[Opening SUPPLIED RECORDS section]

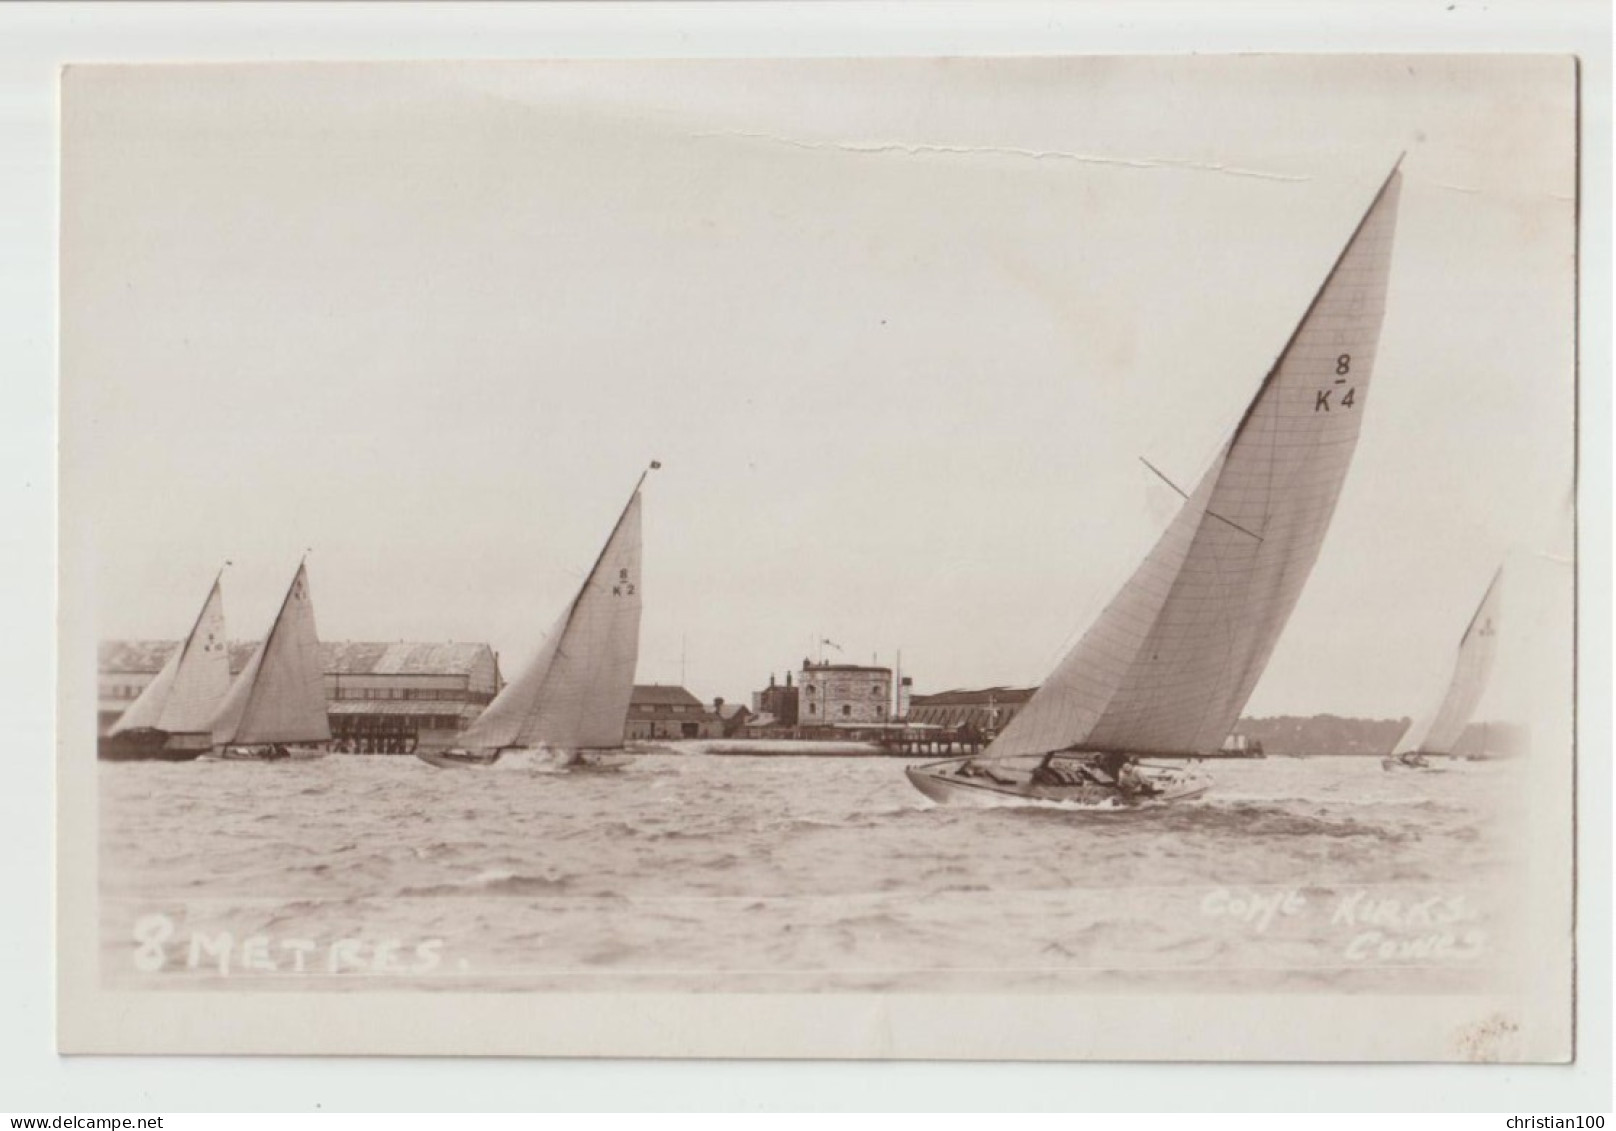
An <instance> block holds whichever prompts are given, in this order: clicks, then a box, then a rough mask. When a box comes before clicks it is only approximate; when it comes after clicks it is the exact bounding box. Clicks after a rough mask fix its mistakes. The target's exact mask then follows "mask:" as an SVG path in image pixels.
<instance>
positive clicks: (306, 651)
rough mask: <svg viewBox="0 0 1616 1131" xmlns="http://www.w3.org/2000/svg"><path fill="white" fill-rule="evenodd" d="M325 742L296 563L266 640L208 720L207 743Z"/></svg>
mask: <svg viewBox="0 0 1616 1131" xmlns="http://www.w3.org/2000/svg"><path fill="white" fill-rule="evenodd" d="M330 737H331V727H330V722H328V721H326V714H325V674H323V672H322V671H320V635H318V633H317V632H315V624H314V599H312V598H310V595H309V570H307V567H304V565H301V564H299V565H297V575H296V577H294V578H292V585H291V588H289V590H286V599H284V601H283V603H281V611H280V616H276V617H275V624H273V625H271V627H270V635H268V637H265V640H263V643H262V645H259V650H257V651H255V653H252V659H250V661H247V667H246V669H244V671H242V672H241V675H238V677H236V682H234V683H233V685H231V688H229V695H228V696H226V698H225V703H223V706H221V708H220V711H218V716H217V717H215V719H213V743H215V745H220V746H223V745H241V746H250V745H260V743H271V742H326V740H330Z"/></svg>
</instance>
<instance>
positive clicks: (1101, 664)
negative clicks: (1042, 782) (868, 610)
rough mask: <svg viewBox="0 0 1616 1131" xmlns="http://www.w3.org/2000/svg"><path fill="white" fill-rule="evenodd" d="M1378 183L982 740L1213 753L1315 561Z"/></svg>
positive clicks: (1376, 290)
mask: <svg viewBox="0 0 1616 1131" xmlns="http://www.w3.org/2000/svg"><path fill="white" fill-rule="evenodd" d="M1399 179H1401V178H1399V173H1396V171H1393V173H1391V176H1388V178H1387V181H1385V184H1383V186H1382V187H1380V192H1378V194H1377V196H1375V200H1374V202H1372V204H1370V207H1369V212H1367V213H1366V215H1364V218H1362V220H1361V221H1359V226H1357V229H1356V231H1354V233H1353V238H1351V239H1349V241H1348V244H1346V247H1345V250H1343V252H1341V255H1340V257H1338V259H1336V262H1335V267H1333V268H1332V271H1330V275H1328V276H1327V278H1325V283H1324V286H1322V288H1320V289H1319V292H1317V296H1315V297H1314V301H1312V304H1311V305H1309V309H1307V312H1306V315H1304V317H1302V320H1301V323H1299V325H1298V326H1296V331H1294V333H1293V334H1291V341H1290V343H1288V344H1286V347H1285V351H1283V352H1281V354H1280V357H1278V360H1277V362H1275V365H1273V368H1272V370H1270V372H1269V375H1267V378H1265V380H1264V381H1262V386H1260V388H1259V391H1257V396H1256V399H1254V401H1252V402H1251V406H1249V407H1248V409H1246V415H1244V417H1243V418H1241V422H1239V425H1238V427H1236V428H1235V433H1233V436H1231V438H1230V441H1228V444H1227V446H1225V448H1223V449H1222V451H1220V452H1218V456H1217V457H1215V459H1214V462H1212V467H1210V469H1209V470H1207V472H1206V475H1204V477H1202V480H1201V483H1199V485H1197V486H1196V490H1194V491H1191V493H1189V496H1188V498H1186V499H1185V504H1183V507H1181V509H1180V512H1178V515H1176V517H1175V519H1173V522H1172V523H1170V525H1168V527H1167V530H1165V532H1164V535H1162V538H1160V540H1159V541H1157V544H1155V548H1154V549H1152V551H1151V553H1149V556H1147V557H1146V559H1144V562H1143V564H1141V565H1139V569H1138V570H1136V572H1134V575H1133V577H1131V578H1130V580H1128V582H1126V583H1125V585H1123V588H1122V591H1120V593H1118V595H1117V596H1115V598H1113V599H1112V603H1110V604H1109V606H1107V608H1105V611H1104V612H1102V614H1100V616H1099V619H1097V620H1096V622H1094V625H1092V627H1091V629H1089V630H1088V633H1084V637H1083V638H1081V640H1079V641H1078V645H1076V646H1075V648H1073V650H1071V653H1068V654H1067V658H1065V659H1063V661H1062V662H1060V666H1058V667H1057V669H1055V672H1054V674H1052V675H1050V677H1049V679H1047V680H1046V682H1044V685H1042V687H1041V688H1039V692H1037V693H1036V695H1034V696H1033V698H1031V700H1029V701H1028V704H1026V706H1025V708H1023V709H1021V711H1020V713H1018V714H1016V717H1015V719H1013V721H1012V724H1010V725H1008V727H1007V729H1005V732H1004V734H1002V735H1000V737H999V738H997V740H995V742H994V743H992V746H989V751H987V753H989V755H991V756H995V758H1004V756H1016V755H1031V753H1046V751H1050V750H1065V748H1073V746H1076V748H1089V750H1126V751H1138V753H1168V751H1215V750H1217V748H1218V746H1220V745H1222V742H1223V738H1225V737H1227V735H1228V734H1230V730H1231V729H1233V725H1235V722H1236V719H1238V717H1239V711H1241V708H1244V704H1246V700H1248V698H1249V696H1251V692H1252V688H1254V687H1256V683H1257V679H1259V677H1260V675H1262V671H1264V667H1265V666H1267V662H1269V658H1270V656H1272V653H1273V646H1275V645H1277V641H1278V637H1280V632H1281V630H1283V627H1285V622H1286V619H1288V617H1290V614H1291V609H1293V608H1294V604H1296V599H1298V596H1299V595H1301V588H1302V583H1304V582H1306V580H1307V574H1309V572H1311V570H1312V565H1314V562H1315V559H1317V556H1319V549H1320V546H1322V543H1324V535H1325V530H1327V527H1328V523H1330V515H1332V514H1333V511H1335V504H1336V498H1338V496H1340V491H1341V483H1343V480H1345V478H1346V470H1348V465H1349V464H1351V459H1353V449H1354V446H1356V443H1357V431H1359V422H1361V420H1362V412H1364V401H1366V396H1367V391H1369V380H1370V375H1372V372H1374V362H1375V349H1377V343H1378V336H1380V323H1382V317H1383V312H1385V297H1387V276H1388V273H1390V262H1391V242H1393V231H1395V226H1396V205H1398V189H1399Z"/></svg>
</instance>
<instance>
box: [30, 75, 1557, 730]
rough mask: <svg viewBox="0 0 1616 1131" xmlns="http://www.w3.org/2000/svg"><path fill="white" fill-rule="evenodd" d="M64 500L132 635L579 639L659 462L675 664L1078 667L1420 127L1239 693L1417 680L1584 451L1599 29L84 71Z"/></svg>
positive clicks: (66, 194)
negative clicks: (228, 67) (553, 58)
mask: <svg viewBox="0 0 1616 1131" xmlns="http://www.w3.org/2000/svg"><path fill="white" fill-rule="evenodd" d="M63 110H65V166H63V268H61V270H63V315H61V317H63V346H61V359H63V391H61V451H63V504H61V523H63V532H65V548H66V549H68V553H84V554H90V556H92V557H94V564H95V569H94V570H92V574H90V575H92V577H94V587H95V591H69V593H63V599H65V601H84V603H89V604H92V606H94V611H95V616H97V622H99V635H102V637H178V635H181V633H183V632H184V630H186V627H187V625H189V624H191V620H192V619H194V616H196V609H197V608H199V604H200V601H202V598H204V596H205V593H207V587H208V583H210V580H212V575H213V572H215V570H217V569H218V565H220V562H221V561H223V559H226V557H228V559H233V561H234V565H233V567H231V570H229V572H228V574H226V588H225V603H226V616H228V619H229V627H231V635H234V637H242V638H250V637H259V635H262V632H263V630H265V627H267V622H268V619H270V617H271V616H273V609H275V608H276V606H278V603H280V598H281V595H283V591H284V587H286V583H288V580H289V577H291V572H292V569H294V567H296V562H297V557H299V556H301V554H302V553H304V549H305V548H312V554H310V557H309V569H310V585H312V591H314V598H315V609H317V617H318V625H320V633H322V637H323V638H326V640H394V638H406V640H449V638H452V640H485V641H490V643H493V645H494V648H498V650H499V651H501V658H503V664H504V667H506V672H507V674H511V672H514V667H516V666H519V664H520V662H522V659H525V658H527V656H530V654H532V653H533V651H537V648H538V640H540V633H541V632H543V630H545V629H548V625H549V624H551V622H553V620H554V617H556V614H558V611H559V608H561V606H562V604H564V603H566V601H567V599H569V598H570V595H572V591H574V590H575V587H577V585H579V582H580V580H582V577H583V574H585V570H587V569H588V565H590V562H591V561H593V559H595V556H596V553H598V551H600V546H601V543H603V541H604V538H606V535H608V532H609V528H611V523H612V520H614V519H616V515H617V512H619V509H621V507H622V502H624V499H625V496H627V493H629V490H630V486H632V485H633V481H635V478H637V477H638V473H640V470H642V467H643V465H645V464H646V460H650V459H653V457H654V459H661V460H663V464H664V469H663V470H661V472H658V473H654V475H653V477H651V480H650V483H648V486H646V496H645V540H646V548H645V593H646V603H645V624H643V635H642V659H640V679H642V682H653V680H656V682H677V680H679V677H680V654H682V653H685V654H687V658H688V669H687V682H688V685H690V688H692V690H693V692H695V693H696V695H701V696H703V698H711V696H714V695H722V696H726V698H732V700H734V698H745V696H747V695H748V693H750V692H751V690H753V688H756V687H761V685H763V683H766V682H768V675H769V672H771V671H772V672H784V671H785V669H789V667H793V666H795V664H798V662H800V661H802V658H803V656H805V654H806V653H808V651H810V648H811V646H813V641H814V640H818V638H829V640H834V641H837V643H839V645H842V648H844V651H842V653H834V651H832V653H829V658H834V659H848V661H860V662H868V661H869V659H871V658H873V656H877V658H879V659H881V662H884V664H890V662H892V659H894V654H895V653H897V651H898V650H902V653H903V671H905V674H911V675H913V677H915V682H916V690H918V692H934V690H944V688H949V687H970V685H991V683H1012V685H1023V683H1036V682H1039V680H1041V679H1042V677H1044V675H1046V672H1047V671H1049V669H1050V667H1052V666H1054V664H1055V661H1057V659H1058V658H1060V654H1062V653H1063V651H1065V648H1068V646H1070V645H1071V643H1075V640H1076V638H1078V635H1079V633H1081V630H1083V629H1084V627H1086V625H1088V622H1089V620H1091V619H1092V617H1094V616H1096V614H1097V612H1099V609H1100V608H1102V606H1104V603H1105V601H1107V599H1109V598H1110V595H1112V593H1113V591H1115V587H1117V585H1118V583H1120V582H1122V580H1123V578H1125V577H1126V575H1128V572H1130V570H1131V569H1133V565H1134V564H1136V562H1138V561H1139V557H1141V556H1143V553H1144V551H1146V549H1147V548H1149V544H1151V541H1152V540H1154V536H1155V535H1157V532H1159V530H1160V527H1162V525H1164V522H1165V514H1164V512H1162V506H1160V498H1159V494H1160V485H1159V483H1155V481H1154V477H1152V475H1151V473H1149V472H1147V470H1144V467H1143V465H1141V462H1139V459H1141V457H1146V459H1149V460H1151V462H1152V464H1154V465H1157V467H1160V469H1162V470H1164V472H1165V473H1168V475H1170V477H1173V478H1175V480H1176V481H1178V483H1180V485H1185V486H1188V485H1191V483H1193V481H1194V480H1196V478H1197V477H1199V475H1201V472H1202V470H1204V467H1206V465H1207V462H1209V459H1210V457H1212V452H1214V449H1215V448H1217V444H1220V443H1222V441H1223V439H1225V438H1227V435H1228V431H1230V430H1231V427H1233V425H1235V422H1236V420H1238V418H1239V415H1241V412H1243V410H1244V407H1246V402H1248V401H1249V399H1251V396H1252V394H1254V391H1256V388H1257V385H1259V381H1260V380H1262V375H1264V372H1265V370H1267V367H1269V365H1270V362H1272V360H1273V357H1275V354H1277V352H1278V351H1280V347H1281V346H1283V343H1285V339H1286V336H1288V334H1290V331H1291V328H1293V326H1294V323H1296V320H1298V318H1299V317H1301V313H1302V310H1304V309H1306V305H1307V302H1309V299H1311V297H1312V294H1314V291H1315V288H1317V286H1319V284H1320V281H1322V280H1324V275H1325V271H1327V270H1328V267H1330V263H1332V262H1333V259H1335V255H1336V254H1338V252H1340V249H1341V246H1343V242H1345V241H1346V238H1348V236H1349V233H1351V229H1353V226H1354V225H1356V223H1357V220H1359V217H1361V215H1362V210H1364V208H1366V207H1367V204H1369V200H1370V199H1372V196H1374V192H1375V189H1377V187H1378V184H1380V183H1382V179H1383V178H1385V174H1387V171H1388V170H1390V168H1391V163H1393V162H1395V160H1396V157H1398V153H1399V152H1403V150H1408V157H1406V158H1404V163H1403V171H1404V186H1403V199H1401V207H1399V221H1398V236H1396V249H1395V257H1393V267H1391V284H1390V301H1388V309H1387V318H1385V330H1383V336H1382V347H1380V355H1378V364H1377V372H1375V375H1374V385H1372V391H1370V394H1369V397H1367V399H1366V407H1367V412H1366V420H1364V431H1362V439H1361V443H1359V448H1357V457H1356V464H1354V467H1353V470H1351V473H1349V475H1348V481H1346V488H1345V491H1343V496H1341V502H1340V507H1338V511H1336V517H1335V523H1333V527H1332V532H1330V535H1328V538H1327V540H1325V544H1324V553H1322V556H1320V559H1319V565H1317V569H1315V570H1314V574H1312V580H1311V582H1309V585H1307V588H1306V590H1304V593H1302V598H1301V603H1299V604H1298V608H1296V612H1294V616H1293V617H1291V622H1290V627H1288V629H1286V632H1285V635H1283V637H1281V641H1280V646H1278V650H1277V653H1275V656H1273V661H1272V664H1270V666H1269V671H1267V674H1265V675H1264V679H1262V680H1260V683H1259V685H1257V690H1256V695H1254V696H1252V701H1251V704H1249V708H1248V713H1252V714H1277V713H1314V711H1335V713H1341V714H1374V716H1398V714H1417V713H1419V711H1420V709H1422V706H1424V700H1427V698H1429V696H1430V693H1432V688H1433V685H1437V683H1440V680H1441V679H1443V677H1445V672H1446V667H1448V664H1450V662H1451V651H1453V646H1454V645H1456V641H1458V638H1459V633H1461V632H1462V630H1464V627H1466V622H1467V619H1469V616H1471V612H1472V611H1474V608H1475V603H1477V601H1479V599H1480V596H1482V591H1483V588H1485V585H1487V582H1488V578H1490V577H1492V572H1493V569H1495V567H1496V565H1498V562H1500V561H1501V559H1503V557H1504V556H1506V554H1508V553H1511V551H1521V549H1522V548H1527V549H1529V551H1530V549H1532V548H1540V546H1543V544H1545V540H1547V538H1548V536H1550V533H1551V532H1555V530H1556V525H1558V523H1556V517H1558V514H1556V509H1558V507H1564V506H1566V502H1568V498H1569V490H1571V481H1572V349H1574V339H1572V299H1574V289H1572V288H1574V275H1572V249H1574V71H1572V65H1571V61H1569V60H1564V58H1558V60H1550V58H1504V57H1487V58H1483V57H1474V58H1383V60H1369V58H1349V57H1341V58H1306V60H1301V58H1291V60H1281V58H1269V57H1252V58H1222V60H1218V58H1178V60H1147V58H1128V60H1122V58H1112V60H968V61H965V60H949V61H924V60H908V61H902V60H897V61H895V60H887V61H800V63H785V61H779V60H776V61H766V63H745V61H703V63H646V61H635V63H541V65H511V63H501V65H457V66H438V65H394V66H386V65H373V66H330V65H328V66H254V68H215V66H186V68H144V69H139V68H76V69H73V71H71V73H69V76H68V81H66V87H65V103H63Z"/></svg>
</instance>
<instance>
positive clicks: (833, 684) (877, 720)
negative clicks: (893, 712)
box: [797, 659, 892, 727]
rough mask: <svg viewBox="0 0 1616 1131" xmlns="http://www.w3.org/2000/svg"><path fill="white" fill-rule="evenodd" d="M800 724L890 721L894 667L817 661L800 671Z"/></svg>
mask: <svg viewBox="0 0 1616 1131" xmlns="http://www.w3.org/2000/svg"><path fill="white" fill-rule="evenodd" d="M797 683H798V711H797V724H798V725H800V727H824V725H850V724H871V722H876V724H886V722H890V719H892V711H890V704H892V669H890V667H861V666H858V664H814V662H813V661H808V659H805V661H803V667H802V672H798V679H797Z"/></svg>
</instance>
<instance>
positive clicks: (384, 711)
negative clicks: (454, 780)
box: [97, 640, 503, 755]
mask: <svg viewBox="0 0 1616 1131" xmlns="http://www.w3.org/2000/svg"><path fill="white" fill-rule="evenodd" d="M178 646H179V641H178V640H108V641H102V645H100V656H99V667H100V679H99V703H97V722H99V732H100V734H107V730H108V729H110V727H112V724H113V722H116V721H118V716H121V714H123V713H124V711H126V709H128V706H129V704H131V703H134V700H136V696H139V693H141V690H142V688H144V687H145V685H147V683H150V682H152V679H155V675H157V672H158V671H162V667H163V664H165V662H166V661H168V656H170V654H173V651H175V650H176V648H178ZM257 646H259V645H257V641H231V645H229V671H231V674H238V672H241V671H242V669H244V667H246V666H247V661H250V659H252V653H254V650H257ZM320 666H322V671H323V672H325V698H326V717H328V719H330V724H331V746H333V750H339V751H346V753H367V755H368V753H391V755H404V753H410V751H412V750H415V748H417V746H420V745H440V746H441V745H449V743H451V742H452V740H454V735H456V734H459V732H461V730H462V729H464V727H465V725H469V724H470V721H472V719H475V717H477V716H478V714H482V711H483V708H485V706H488V703H490V701H491V700H493V698H494V695H496V693H498V692H499V687H501V685H503V680H501V677H499V659H498V656H494V651H493V648H490V646H488V645H473V643H406V641H398V643H370V641H322V643H320Z"/></svg>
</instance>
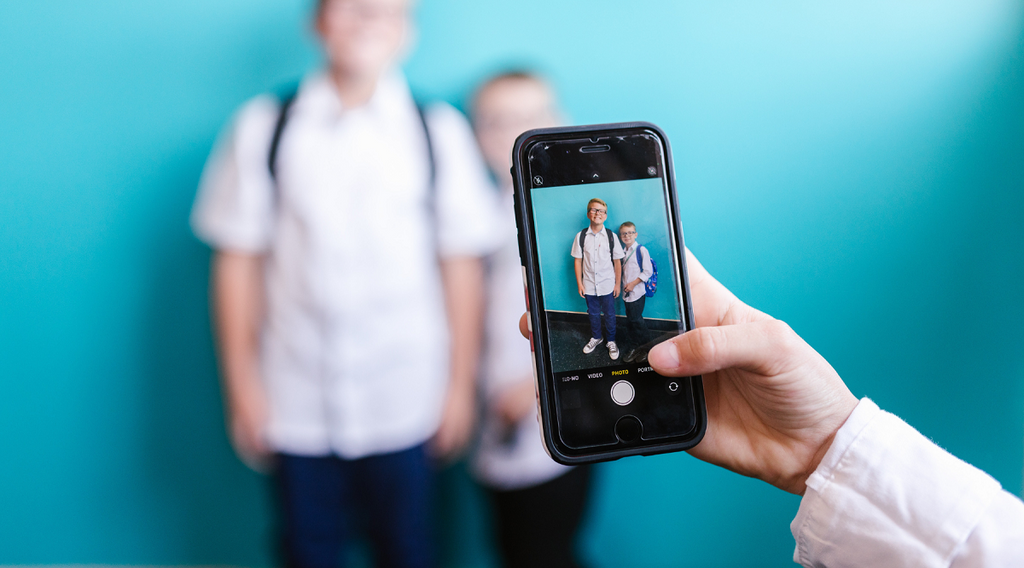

[Closing SUPPLIED RECORDS section]

● **EXERCISE GOAL**: Copy out everything from the start of the records down to the line containing "positive clicks: (306, 651)", substituting "rectangle" for every "box" and changing nothing else. Leave the pictures out of your answer.

● **YOUR RESPONSE**:
An <instance> block holds whichever prompts are given, in this order: clicks, then a rectangle, then a rough mask. When a rectangle comes before clicks it is only approximate; when it comes after clicks it is the exact bounding rectangle. Clicks after a rough mask fix its mistakes. The target's exact mask then follows "mask:" as an SVG path in image pixels.
<instance>
positive clicks: (306, 651)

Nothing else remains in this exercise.